Records from a data collection
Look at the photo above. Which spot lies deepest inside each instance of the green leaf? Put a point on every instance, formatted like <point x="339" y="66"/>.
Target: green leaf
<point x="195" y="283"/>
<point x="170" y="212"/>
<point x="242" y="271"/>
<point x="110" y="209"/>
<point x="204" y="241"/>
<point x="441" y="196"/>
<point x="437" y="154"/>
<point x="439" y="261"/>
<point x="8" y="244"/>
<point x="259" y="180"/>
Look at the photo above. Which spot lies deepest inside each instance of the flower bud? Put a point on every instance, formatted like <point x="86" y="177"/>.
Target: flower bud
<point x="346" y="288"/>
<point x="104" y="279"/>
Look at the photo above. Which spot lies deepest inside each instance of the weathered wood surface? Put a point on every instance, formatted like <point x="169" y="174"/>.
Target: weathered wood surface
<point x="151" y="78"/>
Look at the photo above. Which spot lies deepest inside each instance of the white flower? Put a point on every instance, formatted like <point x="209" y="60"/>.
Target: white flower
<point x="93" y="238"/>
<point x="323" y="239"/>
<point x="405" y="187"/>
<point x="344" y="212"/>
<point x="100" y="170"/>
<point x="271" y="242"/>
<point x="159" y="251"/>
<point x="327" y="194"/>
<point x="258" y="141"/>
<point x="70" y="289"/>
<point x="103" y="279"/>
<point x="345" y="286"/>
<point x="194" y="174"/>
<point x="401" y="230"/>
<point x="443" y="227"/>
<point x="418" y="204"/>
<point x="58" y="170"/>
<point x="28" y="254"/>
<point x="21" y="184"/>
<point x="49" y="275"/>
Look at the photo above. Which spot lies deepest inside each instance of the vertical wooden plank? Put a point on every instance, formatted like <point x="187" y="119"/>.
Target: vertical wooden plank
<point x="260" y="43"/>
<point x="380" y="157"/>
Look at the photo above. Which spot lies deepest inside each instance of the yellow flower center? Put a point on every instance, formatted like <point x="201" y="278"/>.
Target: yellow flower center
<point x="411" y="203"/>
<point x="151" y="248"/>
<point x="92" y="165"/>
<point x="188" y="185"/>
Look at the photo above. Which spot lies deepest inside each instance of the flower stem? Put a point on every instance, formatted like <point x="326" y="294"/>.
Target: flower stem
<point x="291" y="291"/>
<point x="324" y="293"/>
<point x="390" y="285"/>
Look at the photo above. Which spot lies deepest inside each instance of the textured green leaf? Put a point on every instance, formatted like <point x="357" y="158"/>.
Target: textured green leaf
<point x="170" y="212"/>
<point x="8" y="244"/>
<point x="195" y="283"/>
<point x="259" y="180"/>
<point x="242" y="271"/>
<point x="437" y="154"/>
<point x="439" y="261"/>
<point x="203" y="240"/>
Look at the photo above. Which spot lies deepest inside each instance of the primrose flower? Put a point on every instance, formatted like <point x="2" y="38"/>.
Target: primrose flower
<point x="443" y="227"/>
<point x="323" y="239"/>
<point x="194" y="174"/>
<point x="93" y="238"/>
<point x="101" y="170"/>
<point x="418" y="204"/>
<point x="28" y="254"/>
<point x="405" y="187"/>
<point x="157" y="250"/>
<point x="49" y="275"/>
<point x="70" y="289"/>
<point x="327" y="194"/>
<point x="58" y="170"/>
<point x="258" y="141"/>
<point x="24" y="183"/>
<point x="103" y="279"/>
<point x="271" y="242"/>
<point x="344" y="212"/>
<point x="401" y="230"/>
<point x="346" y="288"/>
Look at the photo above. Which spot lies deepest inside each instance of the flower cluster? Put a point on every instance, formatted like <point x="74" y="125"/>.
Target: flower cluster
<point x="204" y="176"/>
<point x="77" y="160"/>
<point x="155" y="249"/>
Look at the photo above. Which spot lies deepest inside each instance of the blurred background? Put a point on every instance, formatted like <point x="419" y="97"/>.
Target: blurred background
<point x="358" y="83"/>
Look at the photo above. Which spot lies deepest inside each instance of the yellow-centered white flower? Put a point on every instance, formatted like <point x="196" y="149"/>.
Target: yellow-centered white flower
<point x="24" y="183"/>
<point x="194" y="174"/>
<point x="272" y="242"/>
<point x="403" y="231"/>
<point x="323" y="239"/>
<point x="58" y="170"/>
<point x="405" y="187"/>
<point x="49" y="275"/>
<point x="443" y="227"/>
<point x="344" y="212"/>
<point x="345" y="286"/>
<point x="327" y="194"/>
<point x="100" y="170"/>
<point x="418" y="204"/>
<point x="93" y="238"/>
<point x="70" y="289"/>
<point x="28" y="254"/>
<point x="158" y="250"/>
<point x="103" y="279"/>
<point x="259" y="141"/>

■ Direction
Everything in the listing above should be restated exactly.

■ Task solution
Look at the photo above. Which spot lies deepest inside each instance of the green leaf? Put a point on every instance, formatted like <point x="339" y="66"/>.
Target: green leaf
<point x="195" y="283"/>
<point x="170" y="212"/>
<point x="242" y="271"/>
<point x="110" y="209"/>
<point x="204" y="241"/>
<point x="441" y="196"/>
<point x="437" y="154"/>
<point x="439" y="261"/>
<point x="8" y="244"/>
<point x="259" y="180"/>
Look at the photo above. Which spot lies deepest inside each instance of the flower bud? Put a point on every instance, formatted like <point x="86" y="177"/>.
Target: flower bud
<point x="346" y="288"/>
<point x="104" y="279"/>
Look at the photo above. Which spot lies deepest inside each instance of the weathered wood surface? Put a point on every instance, formatted like <point x="169" y="174"/>.
Target: weathered wood surface
<point x="151" y="78"/>
Look at the photo above. Which spot lies deepest inside each instance of the white flower? Put a point on every instance, formatted like <point x="209" y="60"/>.
Target: white flower
<point x="93" y="238"/>
<point x="323" y="239"/>
<point x="405" y="187"/>
<point x="344" y="212"/>
<point x="100" y="170"/>
<point x="271" y="242"/>
<point x="159" y="251"/>
<point x="327" y="194"/>
<point x="258" y="141"/>
<point x="70" y="289"/>
<point x="103" y="279"/>
<point x="345" y="286"/>
<point x="194" y="174"/>
<point x="401" y="230"/>
<point x="443" y="227"/>
<point x="418" y="204"/>
<point x="58" y="170"/>
<point x="28" y="254"/>
<point x="21" y="184"/>
<point x="49" y="275"/>
Look at the photo above. Which spot lies deepest inside each instance of the vertical wooden plank? Put a point on every instance, formatted like <point x="187" y="119"/>.
Target: vertical wooden plank
<point x="260" y="43"/>
<point x="380" y="157"/>
Look at the photo above. Which spot lies deepest inside each instance of the yellow flower center? Put a point on every instance, formatted like <point x="201" y="278"/>.
Target: yellow flower center
<point x="411" y="203"/>
<point x="151" y="248"/>
<point x="92" y="165"/>
<point x="188" y="185"/>
Look at the photo above. Which spot lies deepest inside each instance of the flower stem? Put a point on every instance, formatted like <point x="326" y="294"/>.
Target: flower stem
<point x="291" y="291"/>
<point x="324" y="293"/>
<point x="390" y="285"/>
Look at the photo above. Which spot lies deepest inside each instance of the textured green leaf? Put a point on every instance, formatted like <point x="357" y="158"/>.
Target: textured green leaf
<point x="170" y="212"/>
<point x="8" y="244"/>
<point x="195" y="283"/>
<point x="259" y="180"/>
<point x="242" y="271"/>
<point x="437" y="154"/>
<point x="439" y="261"/>
<point x="203" y="240"/>
Look at the photo above. Which spot lies deepest inside each instance of the primrose flower? Put a point on every instance, formatted like <point x="2" y="38"/>.
Target: primrose flower
<point x="443" y="227"/>
<point x="323" y="239"/>
<point x="194" y="174"/>
<point x="93" y="238"/>
<point x="101" y="170"/>
<point x="418" y="204"/>
<point x="28" y="254"/>
<point x="405" y="187"/>
<point x="157" y="250"/>
<point x="49" y="275"/>
<point x="70" y="289"/>
<point x="327" y="194"/>
<point x="58" y="170"/>
<point x="258" y="141"/>
<point x="24" y="183"/>
<point x="103" y="279"/>
<point x="271" y="242"/>
<point x="344" y="212"/>
<point x="401" y="230"/>
<point x="346" y="288"/>
Look at the photo above. Which spot lies deepest inside each instance of the flower cluster? Put a point on every instance, formatted like <point x="74" y="125"/>.
Target: flower cluster
<point x="204" y="176"/>
<point x="77" y="160"/>
<point x="155" y="249"/>
Look at the photo above. Which spot lies deepest inside each instance of the blurred background? Put a point on every instance, formatted like <point x="419" y="97"/>.
Target: blurred background
<point x="358" y="83"/>
Look at the photo above. Which spot lies deepest inside each instance of the yellow-centered white flower? Put a point on every instance, formatted like <point x="196" y="149"/>.
Target: yellow-centered white flower
<point x="24" y="183"/>
<point x="194" y="174"/>
<point x="272" y="242"/>
<point x="403" y="231"/>
<point x="323" y="239"/>
<point x="58" y="170"/>
<point x="405" y="187"/>
<point x="49" y="275"/>
<point x="443" y="227"/>
<point x="344" y="212"/>
<point x="345" y="286"/>
<point x="327" y="194"/>
<point x="100" y="170"/>
<point x="418" y="204"/>
<point x="93" y="238"/>
<point x="70" y="289"/>
<point x="28" y="254"/>
<point x="158" y="250"/>
<point x="103" y="279"/>
<point x="259" y="141"/>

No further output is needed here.